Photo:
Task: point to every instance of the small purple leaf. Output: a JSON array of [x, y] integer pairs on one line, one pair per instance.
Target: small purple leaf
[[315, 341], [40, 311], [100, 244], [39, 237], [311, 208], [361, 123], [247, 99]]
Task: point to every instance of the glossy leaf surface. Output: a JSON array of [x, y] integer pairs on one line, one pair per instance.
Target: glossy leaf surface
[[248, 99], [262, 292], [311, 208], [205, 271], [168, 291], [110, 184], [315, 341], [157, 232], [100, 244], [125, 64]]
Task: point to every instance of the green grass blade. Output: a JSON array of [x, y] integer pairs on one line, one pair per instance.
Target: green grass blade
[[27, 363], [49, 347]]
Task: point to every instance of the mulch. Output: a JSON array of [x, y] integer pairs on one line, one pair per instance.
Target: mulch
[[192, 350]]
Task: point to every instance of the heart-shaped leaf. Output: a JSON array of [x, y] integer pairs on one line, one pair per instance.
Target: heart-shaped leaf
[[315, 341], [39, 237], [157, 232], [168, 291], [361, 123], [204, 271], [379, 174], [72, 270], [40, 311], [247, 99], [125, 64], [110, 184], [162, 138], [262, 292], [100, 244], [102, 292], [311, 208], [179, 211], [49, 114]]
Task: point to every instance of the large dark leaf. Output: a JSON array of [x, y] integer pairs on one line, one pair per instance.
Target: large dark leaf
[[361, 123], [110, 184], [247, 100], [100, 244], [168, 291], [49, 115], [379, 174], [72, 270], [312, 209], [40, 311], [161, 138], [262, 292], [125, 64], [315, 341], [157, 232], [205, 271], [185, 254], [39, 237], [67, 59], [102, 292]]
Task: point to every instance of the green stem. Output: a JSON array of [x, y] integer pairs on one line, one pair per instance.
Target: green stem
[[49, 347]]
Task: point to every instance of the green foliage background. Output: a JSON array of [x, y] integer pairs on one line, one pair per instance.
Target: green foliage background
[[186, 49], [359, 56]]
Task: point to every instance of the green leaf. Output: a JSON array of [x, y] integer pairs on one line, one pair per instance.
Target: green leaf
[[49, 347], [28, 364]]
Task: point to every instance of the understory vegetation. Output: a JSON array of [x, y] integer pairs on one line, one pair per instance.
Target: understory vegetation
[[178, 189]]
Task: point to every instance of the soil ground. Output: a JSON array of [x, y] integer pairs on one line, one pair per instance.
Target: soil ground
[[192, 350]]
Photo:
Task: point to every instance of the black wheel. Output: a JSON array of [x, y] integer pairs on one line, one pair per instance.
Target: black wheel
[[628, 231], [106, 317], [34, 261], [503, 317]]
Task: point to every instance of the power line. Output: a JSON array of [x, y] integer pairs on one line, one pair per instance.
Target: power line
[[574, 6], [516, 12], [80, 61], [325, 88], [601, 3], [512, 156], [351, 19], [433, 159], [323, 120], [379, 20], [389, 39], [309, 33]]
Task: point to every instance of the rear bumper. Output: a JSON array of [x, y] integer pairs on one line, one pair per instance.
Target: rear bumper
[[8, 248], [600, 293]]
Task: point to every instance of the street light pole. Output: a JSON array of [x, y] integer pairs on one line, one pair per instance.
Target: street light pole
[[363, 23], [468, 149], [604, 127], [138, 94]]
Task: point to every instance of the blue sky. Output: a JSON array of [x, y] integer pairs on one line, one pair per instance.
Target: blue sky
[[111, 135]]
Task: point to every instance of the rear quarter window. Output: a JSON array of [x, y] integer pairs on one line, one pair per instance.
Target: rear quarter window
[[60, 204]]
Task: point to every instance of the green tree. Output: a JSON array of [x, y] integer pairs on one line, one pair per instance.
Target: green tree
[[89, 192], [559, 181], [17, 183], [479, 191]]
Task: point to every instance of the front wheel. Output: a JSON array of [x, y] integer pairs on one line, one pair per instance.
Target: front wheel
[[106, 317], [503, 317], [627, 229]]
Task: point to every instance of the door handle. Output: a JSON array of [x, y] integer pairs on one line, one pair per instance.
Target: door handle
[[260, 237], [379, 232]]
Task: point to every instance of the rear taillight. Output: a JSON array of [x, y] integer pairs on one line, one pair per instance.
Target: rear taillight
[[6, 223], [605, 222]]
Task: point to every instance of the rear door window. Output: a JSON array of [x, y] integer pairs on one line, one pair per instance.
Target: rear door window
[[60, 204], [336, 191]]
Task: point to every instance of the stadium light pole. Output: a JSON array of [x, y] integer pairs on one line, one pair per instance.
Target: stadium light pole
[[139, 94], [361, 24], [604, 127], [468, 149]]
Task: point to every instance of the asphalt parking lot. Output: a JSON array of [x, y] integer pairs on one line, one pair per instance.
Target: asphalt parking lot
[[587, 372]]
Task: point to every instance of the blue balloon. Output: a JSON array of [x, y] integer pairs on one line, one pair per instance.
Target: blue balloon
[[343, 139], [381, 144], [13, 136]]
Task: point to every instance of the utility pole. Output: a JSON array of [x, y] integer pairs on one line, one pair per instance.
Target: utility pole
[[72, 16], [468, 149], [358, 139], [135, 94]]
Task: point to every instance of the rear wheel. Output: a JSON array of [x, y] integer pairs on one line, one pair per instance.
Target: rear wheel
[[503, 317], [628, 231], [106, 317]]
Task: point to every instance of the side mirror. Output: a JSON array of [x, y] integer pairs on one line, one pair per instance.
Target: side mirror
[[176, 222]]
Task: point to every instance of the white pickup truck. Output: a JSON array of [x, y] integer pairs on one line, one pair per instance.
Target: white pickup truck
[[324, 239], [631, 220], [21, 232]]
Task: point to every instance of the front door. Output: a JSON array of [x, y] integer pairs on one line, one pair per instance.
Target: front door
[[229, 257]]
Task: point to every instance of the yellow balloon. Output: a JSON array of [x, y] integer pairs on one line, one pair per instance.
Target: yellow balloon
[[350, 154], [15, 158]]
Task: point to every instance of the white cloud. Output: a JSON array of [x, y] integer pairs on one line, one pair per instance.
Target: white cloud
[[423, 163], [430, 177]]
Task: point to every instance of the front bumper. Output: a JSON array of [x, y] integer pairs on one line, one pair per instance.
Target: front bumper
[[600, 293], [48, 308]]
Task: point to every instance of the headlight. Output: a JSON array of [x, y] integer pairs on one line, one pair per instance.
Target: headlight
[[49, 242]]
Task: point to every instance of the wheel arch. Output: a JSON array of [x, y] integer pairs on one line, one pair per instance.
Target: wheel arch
* * *
#### [Job]
Rewrite all of the lines above with "JSON array" swapped for "JSON list" wherever it occurs, leaving everything else unchanged.

#### [Problem solution]
Photo:
Task: point to every instance of the small purple leaf. Output: a JSON list of [x, y] integer pairs on one line, one pair per instance.
Target: small purple leaf
[[315, 341], [40, 311], [100, 244], [39, 237], [311, 208], [361, 123], [247, 99]]
Task: point to every instance of the glossy leaf surface. Output: a JSON list of [x, y] integer pairs on one line, one pair per instance.
Target: glossy leaf surface
[[248, 99], [262, 292], [311, 208], [205, 271], [168, 291], [110, 184], [315, 341], [157, 232], [100, 244], [125, 64]]
Task: point to every instance of the green grass blade. Output: a JSON list of [x, y] integer pairs on one line, one pair per instance.
Target: green grass blade
[[27, 363], [49, 347]]
Task: point to every instance of the mulch. Output: a JSON list of [x, y] integer pairs on one line, one pair per instance.
Target: mulch
[[192, 350]]
Task: point to every instance of the heart-shaped leaf. Output: a JSON list of [x, y] integer pairs on one line, one pair per instance.
Target: heart-shaped leaf
[[315, 341], [39, 237], [157, 232], [168, 291], [361, 123], [204, 271], [379, 174], [72, 270], [40, 311], [247, 99], [125, 64], [110, 184], [162, 138], [262, 292], [100, 244], [102, 292], [311, 208], [179, 211], [49, 114]]
Task: point to every instance of the large dark leaf. Output: a JSON list of [x, y] integer pairs on one line, one pair per instance.
Target: large dark leaf
[[361, 123], [110, 184], [247, 100], [100, 244], [168, 291], [49, 115], [379, 174], [72, 270], [312, 209], [40, 311], [161, 138], [262, 292], [125, 64], [315, 341], [157, 232], [205, 271], [185, 254], [39, 237], [67, 59], [102, 292]]
Task: point to every instance of the green stem. Output: a JSON list of [x, y] integer pairs on one line, one pair per instance.
Target: green stem
[[49, 347]]
Task: point to every instance of the green foliage background. Output: a JSON list of [x, y] integer pairs on one line, one pair per instance.
Target: green foliage background
[[186, 49], [359, 56]]
Task: point to every instance of the green leaf. Output: a JSON list of [x, y] integer pairs on one line, one pair per instance.
Target: green leaf
[[49, 347], [28, 364]]
Task: point to every instance of the understory vegetation. Output: a JSON list of [x, y] integer pairs on one line, one pair per instance.
Target: understory vegetation
[[178, 189]]
Task: point to every instance of the soil ground. Output: a JSON list of [x, y] integer pairs on one line, one pair per instance.
Target: soil ground
[[192, 350]]
Photo:
Task: point to every instance of the black wheel. Output: a JSON list of [x, y] integer pairs on one line, one pair per instance.
Target: black wheel
[[628, 231], [106, 317], [34, 261], [503, 317]]
Task: point to every instance of the power line. Output: a JSON list of [x, y] integer pairs on one line, one pair per instance.
Target: power line
[[574, 6], [516, 12], [80, 61], [325, 88], [601, 3], [512, 156], [351, 19], [433, 159], [323, 120], [379, 20], [389, 39], [309, 33]]
Task: point to every instance of the rear bumper. Output: a JSON list of [x, y] integer pairs on one line, one pair per instance.
Target: rear bumper
[[8, 248], [600, 293]]
Task: point to every instance of the street light pole. Output: a JSON list of [x, y] integer pairs on one line, one pair per instance.
Target: street light pole
[[363, 23], [468, 149], [604, 127], [138, 94]]
Task: point to every instance of the blue sky. Output: a JSON list of [x, y] integer pairs on one line, one pair per instance.
Target: blue sky
[[111, 135]]
Task: point to every instance of the rear quarter window. Output: a JSON list of [x, y] integer pairs on one line, one pair per instance.
Target: rear quarter window
[[60, 204]]
Task: point to every instance of the green tree. Output: a JSON list of [x, y] integer pairs on one line, one pair per instance.
Target: green tree
[[89, 192], [559, 181], [17, 183], [479, 191]]
Task: point to every instance of the front wheel. Output: a JSON list of [x, y] integer pairs on one line, one pair per instance.
Target: front wheel
[[106, 317], [503, 317], [627, 229]]
Task: point to every instance of the door handle. Output: a JSON list of [x, y] integer pairs on one line, one pair per instance.
Target: door handle
[[260, 237], [379, 232]]
Task: point to every instance of the rear taillight. Output: a JSON list of [x, y] integer pairs on one line, one pair per instance.
Target: rear taillight
[[6, 223], [605, 222]]
Task: point to every instance of the rear door window. Output: a JSON list of [x, y] integer pairs on one line, one pair per instance.
Target: rear door window
[[60, 204], [336, 191]]
Task: point to every instance of the stadium light pole. Output: a JSON list of [x, y] integer pairs on one line, one pair per instance.
Target: stadium light pole
[[139, 94], [361, 24], [604, 127], [468, 149]]
Task: point to every instance of the asphalt parking lot. Output: a JSON list of [x, y] integer pairs on one line, one pair per instance.
Target: asphalt parking lot
[[587, 372]]
Task: point to every instance of the blue balloon. Output: a JSON list of [x, y] integer pairs on one line, one pair per instance.
Target: blue balloon
[[343, 139], [381, 144], [13, 136]]
Task: point to every instance of the utility pole. Output: a JSON list of [x, y] integer pairs on one line, one pair per instance.
Target: utility pole
[[72, 16], [468, 149], [358, 139], [135, 94]]
Task: point to every instance of the rear wheel. Output: a JSON list of [x, y] integer pairs on one line, one pair per instance.
Target: rear wheel
[[503, 317], [628, 231], [106, 317]]
Task: point to every instance of the side mirror. Output: a JSON list of [x, y] integer pairs on one line, one pair per instance.
Target: side mirror
[[176, 222]]
Task: point to every instance of the white pickup truck. Output: a JSON list of [x, y] integer pairs on one line, one pair per instance.
Target: white pickup truck
[[324, 239], [631, 220], [21, 232]]
Task: point to every instance of the front door. Output: a JSON list of [x, y] integer pairs on one line, one pair per instance.
Target: front door
[[229, 257]]
Task: point to every instance of the yellow balloon. Output: a JSON list of [x, y] integer pairs on one line, one pair per instance.
Target: yellow balloon
[[350, 154], [15, 158]]
Task: point to every instance of the white cloud. Output: a JSON list of [x, y] integer pairs on one line, one pair per instance.
Target: white cloud
[[423, 163], [430, 177]]
Task: point to every instance of the front bumper. Output: a JSON list of [x, y] integer pairs on one line, one pair per instance.
Target: front bumper
[[600, 293], [48, 308]]
Task: point to every instance of the headlight. Output: a JSON list of [x, y] integer pairs on one line, one pair per instance.
Target: headlight
[[49, 242]]
Task: point to every instance of the wheel arch. Output: a JSON list of [x, y] integer pairs on one line, one pair per instance.
Target: wheel arch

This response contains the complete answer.